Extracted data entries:
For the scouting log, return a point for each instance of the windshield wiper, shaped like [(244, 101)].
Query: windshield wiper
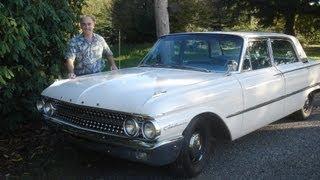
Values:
[(176, 67), (195, 68)]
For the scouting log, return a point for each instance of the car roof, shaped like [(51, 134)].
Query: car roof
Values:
[(242, 34)]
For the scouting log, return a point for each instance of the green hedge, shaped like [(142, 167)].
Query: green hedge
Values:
[(33, 36)]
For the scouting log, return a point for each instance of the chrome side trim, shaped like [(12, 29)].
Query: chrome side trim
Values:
[(271, 101), (300, 68)]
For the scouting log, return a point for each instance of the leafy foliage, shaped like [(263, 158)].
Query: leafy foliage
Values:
[(135, 20), (33, 38)]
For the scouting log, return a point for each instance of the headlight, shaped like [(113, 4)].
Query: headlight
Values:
[(131, 127), (40, 104), (150, 130), (48, 109)]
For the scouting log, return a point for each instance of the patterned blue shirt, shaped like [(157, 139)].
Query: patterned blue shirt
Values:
[(88, 55)]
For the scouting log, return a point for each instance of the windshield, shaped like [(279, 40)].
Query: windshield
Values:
[(203, 52)]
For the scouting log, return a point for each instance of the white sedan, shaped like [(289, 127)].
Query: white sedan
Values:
[(189, 89)]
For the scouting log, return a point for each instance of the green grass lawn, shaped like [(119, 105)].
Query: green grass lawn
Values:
[(132, 54)]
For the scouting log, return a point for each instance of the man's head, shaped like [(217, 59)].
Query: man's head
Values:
[(87, 23)]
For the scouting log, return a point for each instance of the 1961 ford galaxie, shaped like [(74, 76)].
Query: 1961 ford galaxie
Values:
[(189, 89)]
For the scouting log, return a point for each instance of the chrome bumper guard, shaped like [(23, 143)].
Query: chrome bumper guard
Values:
[(152, 153)]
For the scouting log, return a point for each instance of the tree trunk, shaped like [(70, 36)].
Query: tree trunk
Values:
[(161, 17)]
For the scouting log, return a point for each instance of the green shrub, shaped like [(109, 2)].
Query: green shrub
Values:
[(33, 38)]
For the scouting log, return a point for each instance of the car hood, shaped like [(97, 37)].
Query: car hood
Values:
[(124, 90)]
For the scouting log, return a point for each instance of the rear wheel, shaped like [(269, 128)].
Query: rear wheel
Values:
[(195, 150), (305, 112)]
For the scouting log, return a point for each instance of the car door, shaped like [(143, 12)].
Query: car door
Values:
[(295, 73), (262, 85)]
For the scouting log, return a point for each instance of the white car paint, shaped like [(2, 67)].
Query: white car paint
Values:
[(174, 97)]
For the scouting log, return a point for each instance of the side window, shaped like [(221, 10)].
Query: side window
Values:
[(258, 54), (283, 52)]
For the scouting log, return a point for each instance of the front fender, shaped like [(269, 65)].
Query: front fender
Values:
[(174, 111)]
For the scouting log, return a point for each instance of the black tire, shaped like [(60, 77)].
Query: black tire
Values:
[(305, 112), (189, 163)]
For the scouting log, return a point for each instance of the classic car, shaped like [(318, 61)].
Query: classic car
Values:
[(190, 90)]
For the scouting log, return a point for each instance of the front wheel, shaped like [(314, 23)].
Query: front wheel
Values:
[(195, 150)]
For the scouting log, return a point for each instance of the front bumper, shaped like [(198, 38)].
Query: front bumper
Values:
[(152, 153)]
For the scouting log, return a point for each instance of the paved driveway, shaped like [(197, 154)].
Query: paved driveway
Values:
[(283, 149)]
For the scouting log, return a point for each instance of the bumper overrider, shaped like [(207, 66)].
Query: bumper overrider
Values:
[(126, 145)]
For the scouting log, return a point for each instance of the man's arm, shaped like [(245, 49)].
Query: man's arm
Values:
[(70, 68), (112, 63)]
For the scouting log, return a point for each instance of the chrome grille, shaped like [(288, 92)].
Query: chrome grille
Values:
[(91, 118)]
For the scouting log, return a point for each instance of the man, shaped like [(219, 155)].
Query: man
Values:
[(84, 55)]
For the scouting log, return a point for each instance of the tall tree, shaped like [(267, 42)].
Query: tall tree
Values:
[(289, 10), (161, 17)]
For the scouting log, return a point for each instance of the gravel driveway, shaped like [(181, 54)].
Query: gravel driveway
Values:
[(283, 149)]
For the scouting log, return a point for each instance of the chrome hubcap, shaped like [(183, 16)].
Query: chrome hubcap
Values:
[(195, 147), (307, 105)]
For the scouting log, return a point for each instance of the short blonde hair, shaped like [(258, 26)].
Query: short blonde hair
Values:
[(82, 17)]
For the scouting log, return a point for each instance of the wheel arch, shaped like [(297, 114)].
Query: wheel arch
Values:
[(217, 126)]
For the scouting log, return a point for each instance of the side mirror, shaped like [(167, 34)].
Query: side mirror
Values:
[(304, 60), (232, 65)]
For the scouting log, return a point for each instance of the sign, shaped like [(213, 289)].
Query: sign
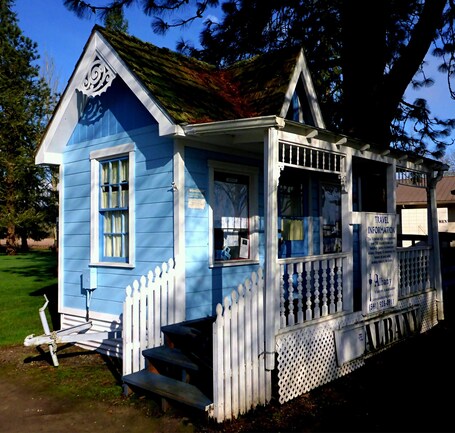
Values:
[(379, 255), (373, 335)]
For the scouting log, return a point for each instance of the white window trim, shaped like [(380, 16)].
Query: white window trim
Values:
[(95, 157), (253, 211)]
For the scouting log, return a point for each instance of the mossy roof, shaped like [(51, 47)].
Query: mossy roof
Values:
[(191, 91)]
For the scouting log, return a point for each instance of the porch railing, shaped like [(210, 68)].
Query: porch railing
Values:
[(311, 287), (414, 270)]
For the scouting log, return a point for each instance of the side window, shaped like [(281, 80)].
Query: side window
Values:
[(233, 236), (112, 206)]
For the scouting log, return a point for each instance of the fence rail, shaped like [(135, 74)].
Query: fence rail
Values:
[(241, 381), (149, 304)]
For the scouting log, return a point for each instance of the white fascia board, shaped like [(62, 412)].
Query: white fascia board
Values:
[(234, 126), (301, 71), (72, 102)]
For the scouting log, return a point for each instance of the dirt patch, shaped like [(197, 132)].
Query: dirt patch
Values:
[(404, 389)]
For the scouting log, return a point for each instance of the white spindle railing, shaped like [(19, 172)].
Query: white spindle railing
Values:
[(311, 287), (414, 270)]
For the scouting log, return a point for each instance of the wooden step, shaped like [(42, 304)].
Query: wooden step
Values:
[(171, 356), (168, 388)]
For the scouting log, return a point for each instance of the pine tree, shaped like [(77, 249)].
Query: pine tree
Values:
[(26, 200), (363, 55)]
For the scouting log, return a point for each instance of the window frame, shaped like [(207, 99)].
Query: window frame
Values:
[(252, 174), (96, 158)]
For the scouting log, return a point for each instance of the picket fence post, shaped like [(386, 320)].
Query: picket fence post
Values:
[(149, 304), (241, 381)]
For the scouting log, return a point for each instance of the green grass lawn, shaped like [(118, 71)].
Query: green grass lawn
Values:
[(24, 279)]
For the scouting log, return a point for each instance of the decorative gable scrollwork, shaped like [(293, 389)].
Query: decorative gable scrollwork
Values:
[(98, 78)]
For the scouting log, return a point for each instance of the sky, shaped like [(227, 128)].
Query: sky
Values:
[(61, 37)]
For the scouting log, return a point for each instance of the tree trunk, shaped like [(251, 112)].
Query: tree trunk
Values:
[(24, 244), (11, 247)]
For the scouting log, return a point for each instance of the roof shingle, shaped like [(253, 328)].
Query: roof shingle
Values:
[(191, 91)]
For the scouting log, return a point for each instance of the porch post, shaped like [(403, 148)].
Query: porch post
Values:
[(271, 174), (179, 230), (434, 241)]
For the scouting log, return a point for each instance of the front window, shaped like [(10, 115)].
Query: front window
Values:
[(309, 214), (112, 204), (233, 193), (114, 212)]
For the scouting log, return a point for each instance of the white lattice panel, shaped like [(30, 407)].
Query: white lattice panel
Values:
[(307, 359), (307, 356)]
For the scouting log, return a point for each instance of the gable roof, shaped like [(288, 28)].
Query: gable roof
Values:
[(408, 195), (192, 91), (179, 90)]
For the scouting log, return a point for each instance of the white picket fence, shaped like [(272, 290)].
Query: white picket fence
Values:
[(240, 379), (148, 305)]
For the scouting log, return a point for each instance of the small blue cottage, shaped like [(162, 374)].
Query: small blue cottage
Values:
[(210, 216)]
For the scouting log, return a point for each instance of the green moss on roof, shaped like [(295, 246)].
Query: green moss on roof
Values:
[(191, 91)]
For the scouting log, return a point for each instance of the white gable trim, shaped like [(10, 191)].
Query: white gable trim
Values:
[(72, 103), (301, 72)]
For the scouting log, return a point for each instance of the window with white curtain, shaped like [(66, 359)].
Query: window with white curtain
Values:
[(112, 204), (233, 214)]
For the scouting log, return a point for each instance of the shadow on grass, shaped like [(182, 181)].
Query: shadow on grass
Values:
[(71, 351), (40, 265)]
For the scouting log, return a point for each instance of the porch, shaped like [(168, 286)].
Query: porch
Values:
[(236, 379)]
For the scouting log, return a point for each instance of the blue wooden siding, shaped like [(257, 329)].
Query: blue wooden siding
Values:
[(116, 117), (205, 286)]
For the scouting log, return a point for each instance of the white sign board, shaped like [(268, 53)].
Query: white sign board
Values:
[(379, 255)]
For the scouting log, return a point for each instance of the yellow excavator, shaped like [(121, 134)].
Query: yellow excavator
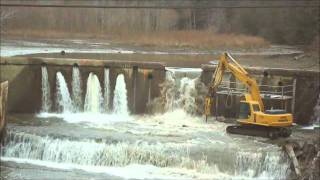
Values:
[(253, 119)]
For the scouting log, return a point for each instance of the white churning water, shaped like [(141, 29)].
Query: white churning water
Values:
[(231, 163), (77, 89), (120, 102), (93, 100), (45, 87), (106, 90)]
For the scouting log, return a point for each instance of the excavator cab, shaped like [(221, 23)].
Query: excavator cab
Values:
[(248, 109), (253, 117)]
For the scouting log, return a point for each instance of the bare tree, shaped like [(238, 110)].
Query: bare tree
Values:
[(5, 15)]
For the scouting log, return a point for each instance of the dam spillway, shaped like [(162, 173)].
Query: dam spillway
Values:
[(161, 137)]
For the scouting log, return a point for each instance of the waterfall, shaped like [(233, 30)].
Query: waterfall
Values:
[(120, 102), (187, 95), (106, 90), (230, 163), (76, 89), (45, 86), (93, 100), (63, 96)]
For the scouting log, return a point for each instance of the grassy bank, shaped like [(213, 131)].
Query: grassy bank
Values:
[(192, 39)]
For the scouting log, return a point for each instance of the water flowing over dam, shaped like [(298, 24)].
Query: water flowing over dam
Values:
[(89, 129), (45, 87)]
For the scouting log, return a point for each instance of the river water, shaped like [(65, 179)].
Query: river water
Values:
[(87, 139)]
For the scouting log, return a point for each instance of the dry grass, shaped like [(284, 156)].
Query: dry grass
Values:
[(193, 39)]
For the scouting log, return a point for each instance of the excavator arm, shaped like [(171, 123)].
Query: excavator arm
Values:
[(226, 62)]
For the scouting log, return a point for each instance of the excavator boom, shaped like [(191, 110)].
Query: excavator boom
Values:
[(252, 108)]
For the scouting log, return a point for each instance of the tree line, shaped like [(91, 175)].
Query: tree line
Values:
[(278, 25)]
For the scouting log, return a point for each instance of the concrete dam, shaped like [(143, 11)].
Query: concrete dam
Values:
[(132, 120)]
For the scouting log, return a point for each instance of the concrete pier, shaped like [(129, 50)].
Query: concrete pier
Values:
[(3, 107), (24, 76)]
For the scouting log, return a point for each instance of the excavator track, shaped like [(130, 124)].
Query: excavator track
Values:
[(261, 131)]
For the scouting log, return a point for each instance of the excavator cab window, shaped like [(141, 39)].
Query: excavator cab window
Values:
[(244, 110), (256, 107)]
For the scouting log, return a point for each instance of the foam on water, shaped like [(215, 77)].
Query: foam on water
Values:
[(266, 163), (91, 119), (120, 102)]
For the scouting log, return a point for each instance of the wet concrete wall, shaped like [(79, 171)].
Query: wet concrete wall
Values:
[(24, 76), (306, 91)]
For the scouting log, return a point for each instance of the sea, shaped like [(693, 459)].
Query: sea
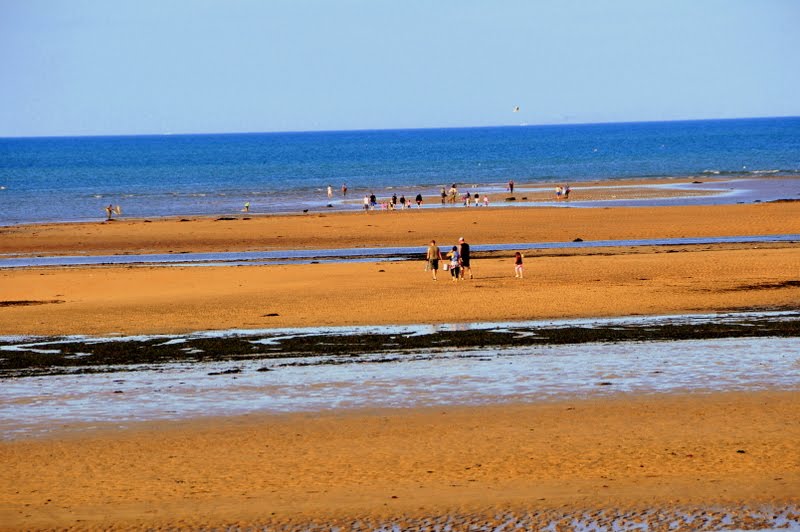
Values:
[(61, 179)]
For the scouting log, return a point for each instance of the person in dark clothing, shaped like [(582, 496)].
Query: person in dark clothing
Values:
[(463, 251)]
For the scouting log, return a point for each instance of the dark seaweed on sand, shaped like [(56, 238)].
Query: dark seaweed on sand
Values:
[(53, 356)]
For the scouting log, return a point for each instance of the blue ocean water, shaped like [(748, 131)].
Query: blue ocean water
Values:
[(74, 178)]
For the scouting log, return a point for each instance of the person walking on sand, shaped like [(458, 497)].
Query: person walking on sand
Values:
[(433, 257), (455, 263), (463, 252)]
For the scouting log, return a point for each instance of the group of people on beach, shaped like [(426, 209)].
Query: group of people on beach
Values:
[(390, 204), (458, 261)]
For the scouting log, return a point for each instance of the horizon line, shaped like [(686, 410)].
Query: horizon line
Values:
[(355, 130)]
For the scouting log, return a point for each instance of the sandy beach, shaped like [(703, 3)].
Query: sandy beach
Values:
[(629, 453), (558, 283)]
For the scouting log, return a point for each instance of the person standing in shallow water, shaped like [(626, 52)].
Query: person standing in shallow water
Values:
[(433, 257), (463, 252), (518, 265), (455, 263)]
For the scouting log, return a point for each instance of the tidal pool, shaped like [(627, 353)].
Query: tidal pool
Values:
[(36, 405)]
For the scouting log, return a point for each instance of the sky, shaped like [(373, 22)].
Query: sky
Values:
[(107, 67)]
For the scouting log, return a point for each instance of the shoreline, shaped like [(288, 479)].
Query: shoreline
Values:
[(642, 456), (530, 194)]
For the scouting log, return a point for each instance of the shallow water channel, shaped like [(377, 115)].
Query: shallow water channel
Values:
[(179, 390)]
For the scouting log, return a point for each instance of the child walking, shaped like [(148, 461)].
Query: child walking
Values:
[(518, 265)]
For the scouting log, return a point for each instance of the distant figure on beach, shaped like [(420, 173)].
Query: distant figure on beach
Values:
[(464, 252), (453, 193), (455, 263), (518, 265), (433, 257)]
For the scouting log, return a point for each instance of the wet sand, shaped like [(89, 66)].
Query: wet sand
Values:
[(630, 453), (398, 228), (150, 300), (624, 455)]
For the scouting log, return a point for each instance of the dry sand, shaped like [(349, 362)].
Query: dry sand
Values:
[(558, 283), (628, 452), (625, 453), (399, 228)]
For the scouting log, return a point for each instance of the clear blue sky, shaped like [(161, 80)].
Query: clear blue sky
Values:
[(93, 67)]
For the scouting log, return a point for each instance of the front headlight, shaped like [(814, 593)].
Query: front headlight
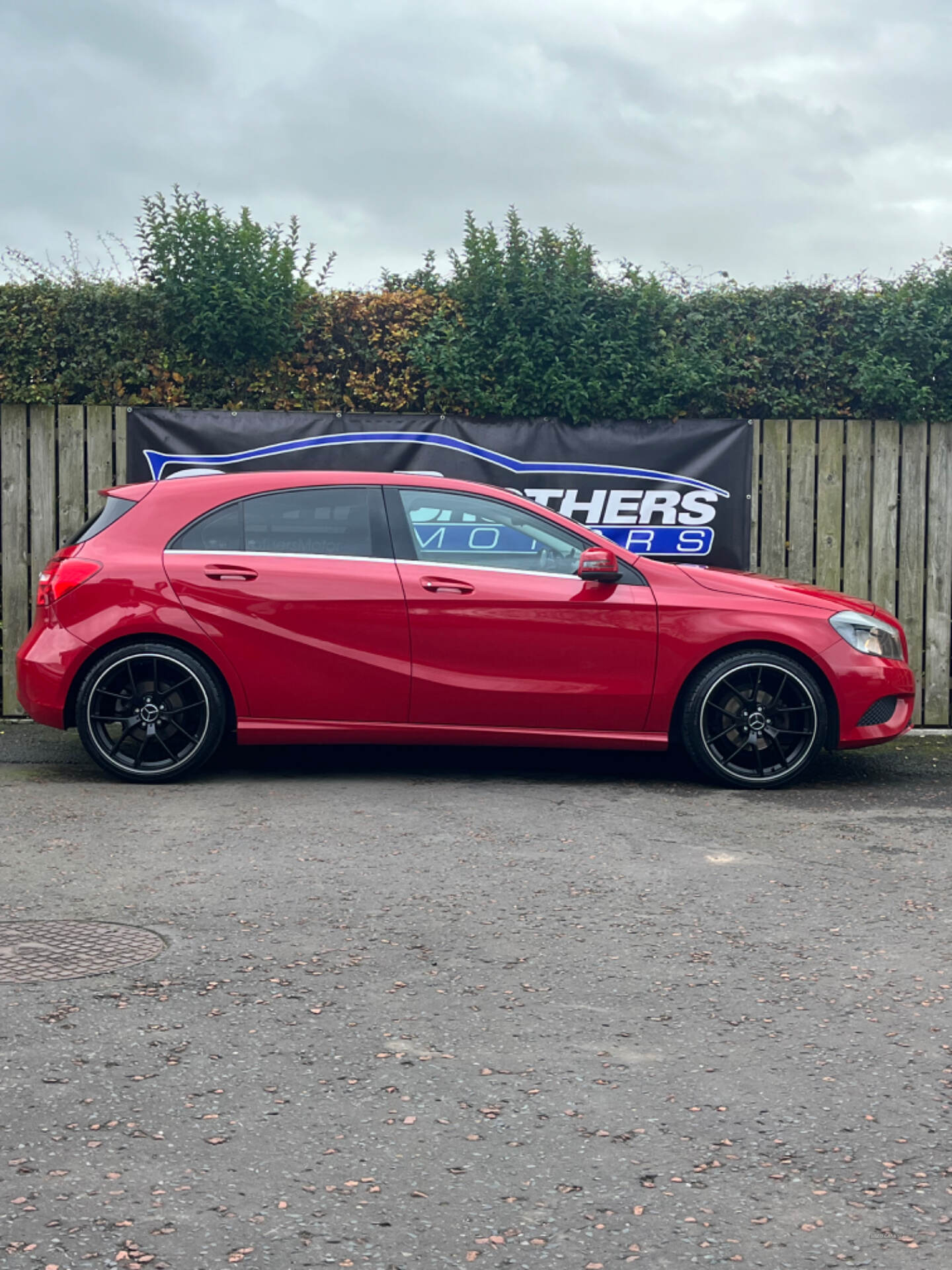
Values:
[(869, 635)]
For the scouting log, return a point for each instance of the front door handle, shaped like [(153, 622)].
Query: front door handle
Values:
[(461, 588), (229, 573)]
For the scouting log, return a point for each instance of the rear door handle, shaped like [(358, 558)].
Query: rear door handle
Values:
[(229, 573), (461, 588)]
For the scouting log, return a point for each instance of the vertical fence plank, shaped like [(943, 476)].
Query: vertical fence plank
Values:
[(774, 499), (829, 505), (938, 577), (756, 495), (857, 506), (73, 470), (803, 498), (912, 546), (121, 414), (99, 454), (42, 492), (15, 520), (885, 515)]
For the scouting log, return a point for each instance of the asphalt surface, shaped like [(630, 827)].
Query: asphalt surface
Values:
[(507, 1009)]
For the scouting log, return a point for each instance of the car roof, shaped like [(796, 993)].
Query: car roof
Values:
[(227, 486)]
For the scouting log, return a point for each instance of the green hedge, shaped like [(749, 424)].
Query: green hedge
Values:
[(524, 324)]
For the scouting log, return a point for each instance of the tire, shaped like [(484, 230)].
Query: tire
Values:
[(150, 713), (754, 719)]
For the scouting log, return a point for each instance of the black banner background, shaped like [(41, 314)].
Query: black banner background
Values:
[(677, 489)]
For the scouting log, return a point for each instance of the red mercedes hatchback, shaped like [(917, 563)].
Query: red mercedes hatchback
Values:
[(340, 607)]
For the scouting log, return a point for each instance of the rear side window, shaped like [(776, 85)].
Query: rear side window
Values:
[(334, 521), (329, 521), (219, 531), (113, 509)]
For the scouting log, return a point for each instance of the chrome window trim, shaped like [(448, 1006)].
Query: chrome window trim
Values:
[(277, 556), (491, 568), (424, 564)]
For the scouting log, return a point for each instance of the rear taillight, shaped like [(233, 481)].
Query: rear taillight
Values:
[(63, 574)]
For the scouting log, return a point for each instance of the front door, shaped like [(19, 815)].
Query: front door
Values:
[(503, 632), (300, 591)]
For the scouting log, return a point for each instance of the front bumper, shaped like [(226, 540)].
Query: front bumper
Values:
[(859, 681)]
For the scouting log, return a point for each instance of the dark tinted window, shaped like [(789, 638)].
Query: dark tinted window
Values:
[(462, 529), (113, 509), (219, 531), (329, 521)]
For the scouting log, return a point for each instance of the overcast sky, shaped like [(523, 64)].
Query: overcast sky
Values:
[(754, 136)]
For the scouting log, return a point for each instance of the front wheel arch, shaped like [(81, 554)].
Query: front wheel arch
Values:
[(768, 646)]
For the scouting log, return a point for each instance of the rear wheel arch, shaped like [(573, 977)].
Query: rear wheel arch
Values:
[(770, 647), (147, 638)]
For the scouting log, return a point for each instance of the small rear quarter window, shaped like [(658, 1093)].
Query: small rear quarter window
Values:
[(221, 530), (107, 516)]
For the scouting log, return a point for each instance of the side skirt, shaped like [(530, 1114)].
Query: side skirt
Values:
[(302, 732)]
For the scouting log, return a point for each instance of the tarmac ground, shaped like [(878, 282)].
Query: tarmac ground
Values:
[(506, 1009)]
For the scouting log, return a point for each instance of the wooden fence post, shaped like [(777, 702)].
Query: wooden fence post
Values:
[(803, 498), (912, 546), (15, 521), (857, 503), (42, 492), (829, 503), (938, 577), (774, 499), (885, 515)]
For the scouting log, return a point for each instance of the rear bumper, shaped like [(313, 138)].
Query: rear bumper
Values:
[(46, 663), (859, 683)]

→ **Requirements**
Rewrite the material from its start through the line containing "[(131, 127), (40, 104), (150, 130), (48, 109)]", inclusive, as a two-column CSV with the headers input and output, giving one row for each text and its answer. Put each value in a single quoted field with line breaks replaced by spaces, and leave the pictures out.

→ **Output of the exercise**
input,output
"For the scouting log, return a point for each instance of the windshield wiper, shaped like [(244, 101)]. Query: windshield wiper Values:","[(176, 67), (195, 68)]"
"For the scouting log, return a point for each instance of the car roof, shaped like [(51, 134)]. Query: car roof Values:","[(242, 34)]"
"For the scouting log, return a point for each instance of the green hedge, shaped like [(142, 167)]. Query: green hedge Values:","[(33, 36)]"
"For the scouting log, return a point for each instance of the chrome side trim, shaped like [(12, 29)]. Query: chrome side trim Values:","[(271, 101), (300, 68)]"
"For the scouting log, return a point for each instance of the leafy foliage, shaped like [(263, 158)]. Query: leafy foliage Values:","[(135, 20), (33, 38)]"
"For the scouting log, return a point for each instance of the headlight, shaped like [(113, 4)]. Query: headlight Values:","[(131, 127), (40, 104), (150, 130), (48, 109)]"